#### SUPPLIED DATA ####

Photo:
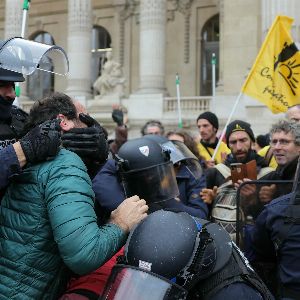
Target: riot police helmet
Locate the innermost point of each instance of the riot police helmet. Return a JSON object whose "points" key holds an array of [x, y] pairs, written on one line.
{"points": [[10, 76], [146, 170], [178, 246], [180, 154]]}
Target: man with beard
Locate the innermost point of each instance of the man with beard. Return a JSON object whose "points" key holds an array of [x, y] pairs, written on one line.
{"points": [[239, 138], [208, 126], [275, 239], [285, 145]]}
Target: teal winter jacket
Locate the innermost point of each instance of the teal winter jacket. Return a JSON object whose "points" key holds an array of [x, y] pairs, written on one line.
{"points": [[48, 228]]}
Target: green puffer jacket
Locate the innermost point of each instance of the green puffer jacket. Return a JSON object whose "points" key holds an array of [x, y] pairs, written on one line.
{"points": [[48, 228]]}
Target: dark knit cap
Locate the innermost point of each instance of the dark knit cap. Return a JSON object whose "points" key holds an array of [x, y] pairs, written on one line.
{"points": [[239, 125], [210, 117]]}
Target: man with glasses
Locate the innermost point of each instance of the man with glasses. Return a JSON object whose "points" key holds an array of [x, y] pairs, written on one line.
{"points": [[285, 145], [275, 237]]}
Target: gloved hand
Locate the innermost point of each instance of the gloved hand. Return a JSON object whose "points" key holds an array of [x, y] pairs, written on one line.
{"points": [[89, 143], [42, 142], [118, 116]]}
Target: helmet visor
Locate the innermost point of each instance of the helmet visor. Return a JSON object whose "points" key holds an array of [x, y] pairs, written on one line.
{"points": [[180, 153], [126, 282], [24, 56], [154, 184]]}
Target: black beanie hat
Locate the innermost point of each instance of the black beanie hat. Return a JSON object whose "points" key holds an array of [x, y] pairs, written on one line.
{"points": [[210, 117], [239, 125]]}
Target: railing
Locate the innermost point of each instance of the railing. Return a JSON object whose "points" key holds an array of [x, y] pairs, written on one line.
{"points": [[188, 104]]}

####

TASK STATEMENT
Please render the lines above as a Markdown table with the columns "No." and "Line," numbering each row and skipping blank lines. Leave the pictures out of the table.

CORRECT OUTPUT
| No. | Line |
|---|---|
| 1 | Photo: |
| 2 | Target: riot police helmet |
| 3 | Locate the innermost point of each instance of the riot police helmet. Return a JSON object whose "points" key holds an array of [x, y] pairs, written on one line. |
| 4 | {"points": [[10, 76], [146, 170], [178, 246], [180, 154]]} |
| 5 | Target: man with beard |
| 6 | Locate the innermost point of each instance of the man with beard. Return a JSON object whose "points" key holds an array of [x, y] pairs, written on one line. |
| 7 | {"points": [[239, 138], [208, 126], [275, 239], [285, 145]]} |
| 8 | Target: teal winter jacket |
| 9 | Locate the innermost point of each instance of the teal winter jacket. Return a JSON object whose "points" key holds an array of [x, y] pairs, written on one line. |
| 10 | {"points": [[48, 228]]} |
| 11 | Target: green puffer jacket |
| 12 | Locate the innermost point of each instance of the green puffer jacket. Return a JSON object whose "points" key holds an array of [x, y] pairs, written on one line. |
| 13 | {"points": [[48, 228]]} |
| 14 | Target: dark knit cap |
| 15 | Locate the innermost point of each instance of the dark knit cap. Return a JSON object whose "points" key holds an array of [x, y] pairs, written on one line. |
| 16 | {"points": [[239, 125], [210, 117]]} |
| 17 | Target: man with glasses |
| 18 | Locate the innermost point of each instance of the man with glasses. Return a JSON object whose "points" key holds an array of [x, y] pairs, written on one line. |
| 19 | {"points": [[285, 145], [275, 237]]} |
| 20 | Target: gloved hand |
| 21 | Locate the innermost point of each instance of the gloved hand. Return a JSON object whose "points" key holds an array of [x, y] pairs, written on one line. |
| 22 | {"points": [[89, 143], [42, 142], [118, 116]]} |
| 23 | Target: helmet visor |
| 24 | Locate the innermost point of each instance of the helmet visor. Return a JSON object whose "points" key holds an array of [x, y] pairs, written on one line. |
| 25 | {"points": [[180, 153], [126, 282], [24, 56], [154, 184]]} |
| 26 | Target: black beanie hat |
| 27 | Locate the innermost point of each instance of the black beanie hat. Return a JSON object whose "points" key holds an array of [x, y] pairs, written on one line. |
| 28 | {"points": [[210, 117], [239, 125]]} |
| 29 | Target: railing |
| 30 | Locate the innermost point of each instance of the railing. Return a JSON object whose "points" key holds an array of [x, y] pairs, written on one line. |
| 31 | {"points": [[188, 104]]} |